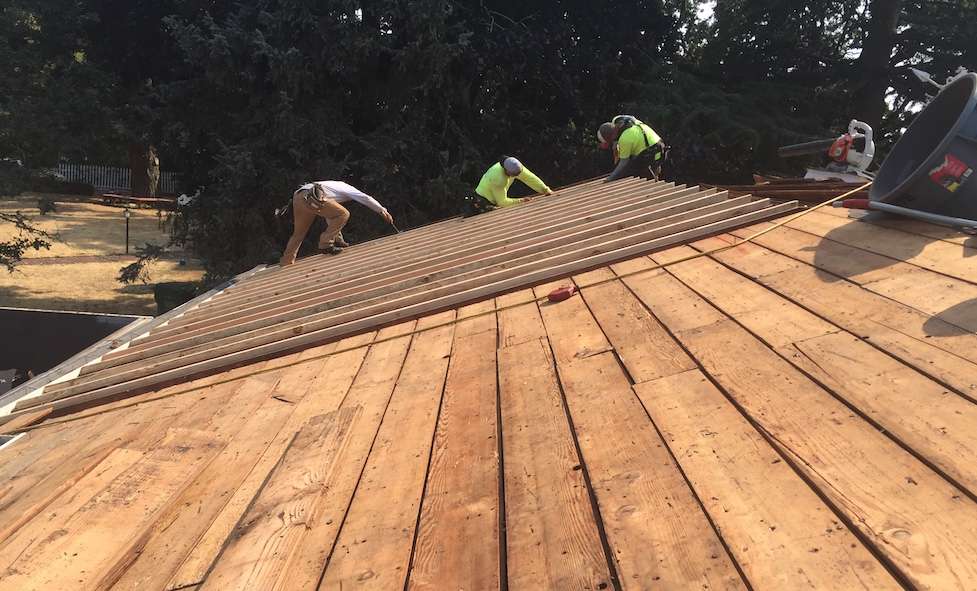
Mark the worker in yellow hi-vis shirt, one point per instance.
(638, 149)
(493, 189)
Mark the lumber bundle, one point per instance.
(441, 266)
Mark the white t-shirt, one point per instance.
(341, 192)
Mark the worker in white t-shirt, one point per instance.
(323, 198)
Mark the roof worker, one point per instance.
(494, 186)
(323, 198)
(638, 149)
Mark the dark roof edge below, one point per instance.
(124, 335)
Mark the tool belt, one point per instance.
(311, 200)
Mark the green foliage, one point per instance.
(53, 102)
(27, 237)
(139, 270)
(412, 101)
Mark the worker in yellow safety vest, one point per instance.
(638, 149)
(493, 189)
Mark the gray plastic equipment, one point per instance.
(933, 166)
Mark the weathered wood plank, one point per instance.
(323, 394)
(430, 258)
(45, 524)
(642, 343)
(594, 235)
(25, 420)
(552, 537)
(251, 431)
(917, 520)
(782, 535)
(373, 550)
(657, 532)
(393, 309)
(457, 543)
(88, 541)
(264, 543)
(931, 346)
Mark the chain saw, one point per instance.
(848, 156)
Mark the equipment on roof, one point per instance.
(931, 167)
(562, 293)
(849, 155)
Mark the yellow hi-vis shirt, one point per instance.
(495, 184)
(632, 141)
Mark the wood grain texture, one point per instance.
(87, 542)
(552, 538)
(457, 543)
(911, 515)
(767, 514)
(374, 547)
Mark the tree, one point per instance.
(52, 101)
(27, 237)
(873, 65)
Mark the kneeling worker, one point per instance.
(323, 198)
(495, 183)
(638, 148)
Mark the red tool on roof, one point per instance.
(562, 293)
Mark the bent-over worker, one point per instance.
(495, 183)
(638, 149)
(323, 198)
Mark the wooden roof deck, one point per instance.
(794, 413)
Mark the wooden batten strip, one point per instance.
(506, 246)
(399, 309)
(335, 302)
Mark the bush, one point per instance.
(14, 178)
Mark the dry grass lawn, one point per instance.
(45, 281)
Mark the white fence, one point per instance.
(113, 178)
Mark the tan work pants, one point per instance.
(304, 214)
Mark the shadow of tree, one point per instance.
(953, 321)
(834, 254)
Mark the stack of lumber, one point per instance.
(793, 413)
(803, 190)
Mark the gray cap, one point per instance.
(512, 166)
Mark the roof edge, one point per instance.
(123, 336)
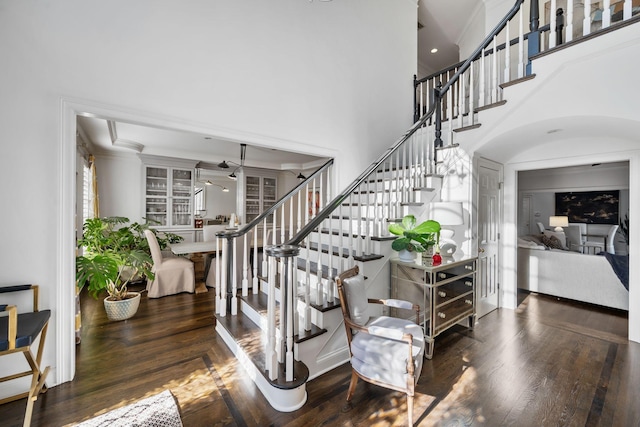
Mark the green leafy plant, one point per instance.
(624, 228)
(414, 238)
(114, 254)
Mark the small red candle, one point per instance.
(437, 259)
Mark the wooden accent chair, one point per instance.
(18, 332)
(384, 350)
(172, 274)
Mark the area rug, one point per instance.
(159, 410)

========================================

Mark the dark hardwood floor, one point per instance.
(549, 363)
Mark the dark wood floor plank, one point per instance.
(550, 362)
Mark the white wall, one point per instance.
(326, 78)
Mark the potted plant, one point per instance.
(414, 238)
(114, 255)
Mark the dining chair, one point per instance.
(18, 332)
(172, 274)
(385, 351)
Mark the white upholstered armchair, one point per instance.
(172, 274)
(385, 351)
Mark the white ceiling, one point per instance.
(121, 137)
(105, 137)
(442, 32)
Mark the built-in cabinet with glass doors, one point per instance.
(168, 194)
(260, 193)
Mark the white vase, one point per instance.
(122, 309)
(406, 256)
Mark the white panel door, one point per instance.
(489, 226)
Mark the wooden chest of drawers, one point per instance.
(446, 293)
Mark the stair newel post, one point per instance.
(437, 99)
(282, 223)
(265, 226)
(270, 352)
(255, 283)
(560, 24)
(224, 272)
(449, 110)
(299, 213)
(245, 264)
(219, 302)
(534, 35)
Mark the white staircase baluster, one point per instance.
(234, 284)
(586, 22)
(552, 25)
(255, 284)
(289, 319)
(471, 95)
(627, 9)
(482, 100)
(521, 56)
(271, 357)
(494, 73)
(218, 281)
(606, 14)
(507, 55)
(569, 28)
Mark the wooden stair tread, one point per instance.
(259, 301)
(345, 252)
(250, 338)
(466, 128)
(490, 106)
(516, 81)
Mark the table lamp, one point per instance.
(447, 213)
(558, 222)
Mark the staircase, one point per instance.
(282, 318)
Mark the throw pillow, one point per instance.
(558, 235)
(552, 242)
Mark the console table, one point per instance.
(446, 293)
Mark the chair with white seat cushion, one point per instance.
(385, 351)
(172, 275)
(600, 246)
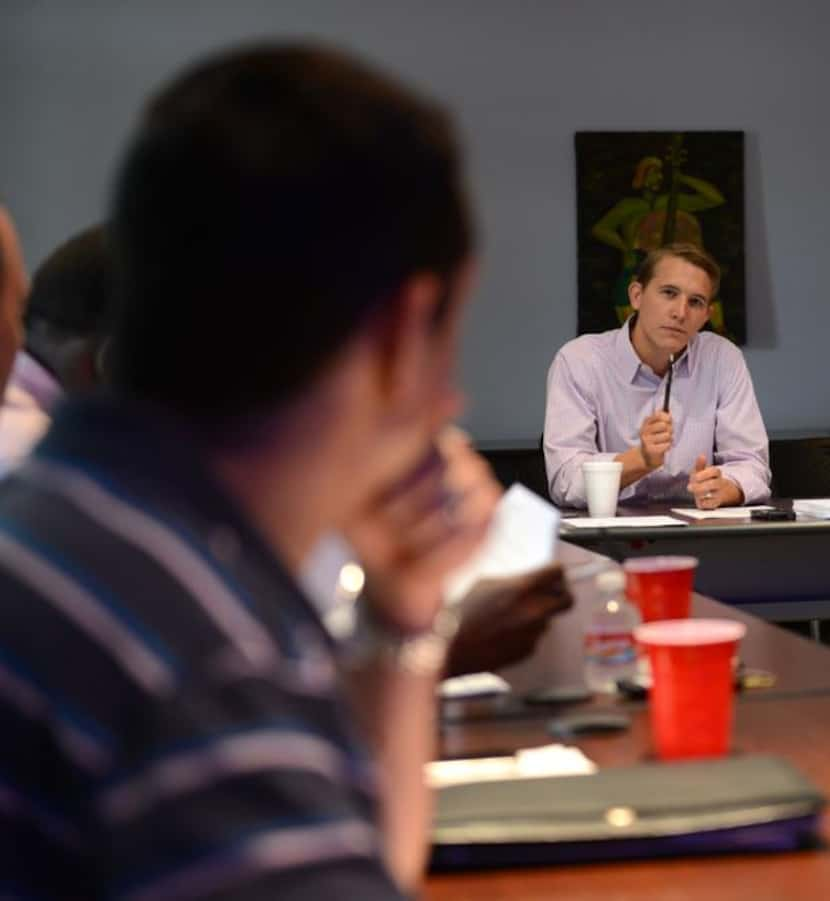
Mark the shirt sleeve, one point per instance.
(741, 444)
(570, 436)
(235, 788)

========================================

** JOB **
Show every line above that contains the string "shirt", treating uppercase and lowercase as different.

** RESPONSE TO THIS TASK **
Mark the worker in yellow hi-vis shirt, one point per instance.
Mark the white t-shirt, one point per instance.
Mark the worker in white t-shirt, one point per instance.
Mark the yellow hi-vis shirt, one point per instance.
Mark the shirt sleeve, one point per instance.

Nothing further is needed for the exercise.